■ 简短任务 1: 输出下面讲并发文件下载器的文章里从“queue = asyncio.Queue()”起到“self.max_workers * (i + 1)”止的整段文字，一字不改。

═══ 文本摘录 ═══

PythonLearn

用Python实现并发文件下载器

完整代码在最下面
注意: 是单个文件并发下载,不是多文件并发下载

必要知识

  1. get请求的请求头中包含Range字段,这个字段可以指定从哪个字节开始下载,比如Range: bytes=0-1023表示从第0字节开始下载1024字节
  2. head请求可以获取文件大小,但也可能不包含大小

项目设计

注意: 本次设计不包含错误捕捉机制,仅供学习
我们最终希望的效果是能够按照下面代码使用

async with Downloader(url) as downloader:
    size = await downloader.get_size()
    async for start, end, content in downloader.start():
        ...

为此我们只需要设计一个下载器类Downloader即可
start方法会创建多个子任务,每个任务都会下载文件的一部分,通过队列传给父任务,父任务再向上返回,最后数据由上面处理

安装模块

最重要的是httpx 可以通过pip install httpx安装
其次还有python内置模块asyncio

编写代码

import asyncio
from typing import Optional
from httpx import AsyncClient

class Downloader:
    def __init__(
            self,
            url,
            max_workers=10,
            block_size=1024 * 1024,
            client: Optional[AsyncClient] = None,
            loop: Optional[asyncio.AbstractEventLoop] = None,
):
        self.url = url
        self.client = client or AsyncClient()
        self.loop = loop or asyncio.get_event_loop()
        self.max_workers = max_workers
        self.block_size = block_size
        self._file_size = 0  # 文件大小,0代表未获取,-1代表无法获取

    async def start(self):
        """获取大小,计算每个任务的下载范围,创建任务,并等待队列结果"""
        size = await self.get_size()
        queue = asyncio.Queue()
        tasks = []
        for i in range(self.max_workers):
            start = size // self.max_workers * i
            end = size // self.max_workers * (i + 1)
            task = self.loop.create_task(self._get_range(start, end, queue))
            tasks.append(task)
        while not all(task.done() for task in tasks):
            size, end, content = await queue.get()
            yield size, end, content

    async def get_size(self) -> int:
        """获取文件大小,如果已经获取过,则直接返回"""
        if self._file_size == 0:
            response = await self.client.head(self.url)
            self._file_size = int(response.headers.get("Content-Length", -1))
        elif self._file_size < 0:
            raise Exception("无法获取文件大小")
        return self._file_size

    async def _get_range(self, start, end, queue: asyncio.Queue):
        """获取指定范围的数据,并写入队列"""
        size = 0
        async with self.client.stream("GET", self.url, headers={"Range": f"bytes={start}-{end}"}) as response:
            async for chunk in response.aiter_bytes(self.block_size):
                await queue.put((size, end, chunk))

═══

■ 简短任务 2: 从下面的条目中提取所有含有字符串“shutter”的行，匹配时区分大小写。

═══ 所给数据 ═══

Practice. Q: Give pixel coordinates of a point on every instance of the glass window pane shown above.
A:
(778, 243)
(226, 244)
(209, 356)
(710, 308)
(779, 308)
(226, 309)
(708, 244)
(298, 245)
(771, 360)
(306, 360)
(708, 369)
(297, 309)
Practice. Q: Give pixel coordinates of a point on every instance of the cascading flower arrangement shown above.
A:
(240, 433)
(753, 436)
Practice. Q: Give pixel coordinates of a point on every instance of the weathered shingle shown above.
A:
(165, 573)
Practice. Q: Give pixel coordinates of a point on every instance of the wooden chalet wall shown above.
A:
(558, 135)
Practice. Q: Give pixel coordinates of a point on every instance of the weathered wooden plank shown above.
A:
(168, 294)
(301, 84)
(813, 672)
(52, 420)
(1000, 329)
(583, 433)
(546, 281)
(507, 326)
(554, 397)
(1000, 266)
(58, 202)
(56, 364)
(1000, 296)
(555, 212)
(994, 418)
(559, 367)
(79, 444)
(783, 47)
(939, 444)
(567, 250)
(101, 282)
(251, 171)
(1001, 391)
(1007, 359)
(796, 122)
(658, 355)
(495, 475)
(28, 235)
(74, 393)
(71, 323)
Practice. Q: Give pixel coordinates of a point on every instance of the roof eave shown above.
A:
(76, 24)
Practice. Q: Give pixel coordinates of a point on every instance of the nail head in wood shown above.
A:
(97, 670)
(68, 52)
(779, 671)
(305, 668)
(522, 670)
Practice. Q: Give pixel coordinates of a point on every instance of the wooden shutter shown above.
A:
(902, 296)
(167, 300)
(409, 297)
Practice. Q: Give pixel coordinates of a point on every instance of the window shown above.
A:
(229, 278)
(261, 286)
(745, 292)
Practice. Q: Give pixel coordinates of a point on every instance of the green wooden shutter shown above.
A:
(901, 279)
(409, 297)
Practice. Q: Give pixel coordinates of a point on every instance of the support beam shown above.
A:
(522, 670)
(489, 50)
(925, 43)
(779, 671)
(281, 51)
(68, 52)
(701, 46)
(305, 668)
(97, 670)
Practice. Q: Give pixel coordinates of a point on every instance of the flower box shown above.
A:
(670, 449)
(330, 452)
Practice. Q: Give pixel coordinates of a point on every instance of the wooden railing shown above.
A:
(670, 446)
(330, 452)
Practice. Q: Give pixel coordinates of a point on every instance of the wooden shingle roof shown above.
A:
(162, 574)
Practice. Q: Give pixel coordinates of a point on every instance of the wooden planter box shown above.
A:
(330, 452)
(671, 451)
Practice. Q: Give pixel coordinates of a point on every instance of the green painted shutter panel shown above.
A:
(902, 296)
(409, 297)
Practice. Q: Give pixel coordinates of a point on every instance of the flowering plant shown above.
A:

═══

■ 任务解答 1:
queue = asyncio.Queue()
        tasks = []
        for i in range(self.max_workers):
            start = size // self.max_workers * i
            end = size // self.max_workers * (i + 1)

■ 任务解答 2:
Practice. Q: Give pixel coordinates of a point on every instance of the wooden shutter shown above.
Practice. Q: Give pixel coordinates of a point on every instance of the green wooden shutter shown above.
Practice. Q: Give pixel coordinates of a point on every instance of the green painted shutter panel shown above.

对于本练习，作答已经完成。